## [Work instructions]
Make an exact copy of the records, dropping all pictures.

Saved entries
========================================================================
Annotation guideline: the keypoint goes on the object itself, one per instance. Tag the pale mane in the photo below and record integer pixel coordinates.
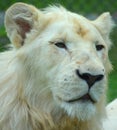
(46, 70)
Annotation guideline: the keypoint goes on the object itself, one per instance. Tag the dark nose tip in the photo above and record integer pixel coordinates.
(89, 78)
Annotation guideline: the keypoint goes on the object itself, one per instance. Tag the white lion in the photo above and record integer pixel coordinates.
(55, 78)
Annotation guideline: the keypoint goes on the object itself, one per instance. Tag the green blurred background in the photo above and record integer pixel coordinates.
(89, 8)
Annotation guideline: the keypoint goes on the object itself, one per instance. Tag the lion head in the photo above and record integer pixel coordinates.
(62, 59)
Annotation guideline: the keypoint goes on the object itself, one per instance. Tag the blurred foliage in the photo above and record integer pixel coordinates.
(90, 8)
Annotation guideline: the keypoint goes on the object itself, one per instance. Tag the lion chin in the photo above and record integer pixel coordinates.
(82, 110)
(55, 75)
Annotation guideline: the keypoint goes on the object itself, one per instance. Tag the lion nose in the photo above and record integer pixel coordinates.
(89, 78)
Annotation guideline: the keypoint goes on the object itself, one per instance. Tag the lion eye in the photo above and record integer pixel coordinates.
(99, 47)
(61, 45)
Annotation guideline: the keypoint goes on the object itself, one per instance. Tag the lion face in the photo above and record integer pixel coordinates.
(67, 54)
(78, 69)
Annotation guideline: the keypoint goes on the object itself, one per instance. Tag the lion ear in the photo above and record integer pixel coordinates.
(104, 23)
(20, 19)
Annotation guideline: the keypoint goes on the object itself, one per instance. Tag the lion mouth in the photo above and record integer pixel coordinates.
(84, 98)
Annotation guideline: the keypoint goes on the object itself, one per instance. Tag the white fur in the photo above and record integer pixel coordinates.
(37, 78)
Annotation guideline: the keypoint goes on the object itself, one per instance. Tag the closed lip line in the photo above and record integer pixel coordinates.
(83, 98)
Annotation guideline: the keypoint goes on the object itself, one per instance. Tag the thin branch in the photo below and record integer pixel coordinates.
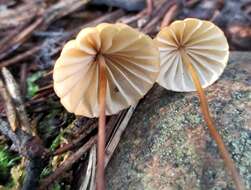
========================================================================
## [Task answer]
Annotation guideline: the keypoint goes on the object itself, one per instance. Tag the pale mane in the photo below and record integer pixel coordinates.
(46, 70)
Annotation guideline: the keypoint goes on the object itself, one per instance. Tag the dark nose tip in the photo above and record integer pixel coordinates.
(89, 78)
Annotation guideline: the keypoint goes on the object itself, one per instance. Tag the white lion in the photo above and record integer pixel coordinates.
(55, 78)
Annotation guideline: the keypoint goes on the object itself, one per instance. Tag the green blurred background in the photo above and record integer pixel coordinates.
(89, 8)
Annotation guideline: the keypoint goes on the object itself, one per instance. Tag the lion head in the photo above and record integer pixel coordinates.
(62, 59)
Annotation guideline: the keypoint goes on the object itself, one per instance. Tag the blurred foliage in the photo above and record integer pixel coordinates.
(90, 8)
Annotation guideline: the keypoint goes on the object itself, one per instance. Tag the lion chin in the photo above and record integer pixel coordinates.
(82, 110)
(55, 75)
Annotation guideline: the keypoint goes on the object itself, one per instance. Tag the lion nose in the photo above and record integer pixel coordinates.
(89, 78)
Annotation guideline: the keypoint goes on the object itself, one per instance. Tag the lion eye in the photo above and record integer pixel coordinates.
(99, 47)
(61, 45)
Annotation guideline: the keypoint goes on the object itself, one per instance. Tag the lion face in the photo above and record integer pixel coordinates.
(67, 54)
(78, 69)
Annotation guideline: the keypoint goes on the object itself, one per instance. Tag the lion ear in the photo above and record integer pixel coordinates.
(104, 23)
(20, 19)
Annotation guideline: the keypoint goes on the object itself, one per instance. Tag the lion mouth in the photo above and record integer pixel coordinates.
(84, 98)
Annotation guideline: the keypoint goes on the object itself, one per instance. Tag the white fur in the photo above and record integer pixel coordinates.
(37, 78)
Annotation guideline: the keypoint goes on the object itself, one per instance. Tag the closed lip line in the photo above and record integer pixel coordinates.
(83, 98)
Annotation guideline: the keypoint goes on the object itself, one per instance. Tag the thin branch in the photo below and record integer pixel coordinates.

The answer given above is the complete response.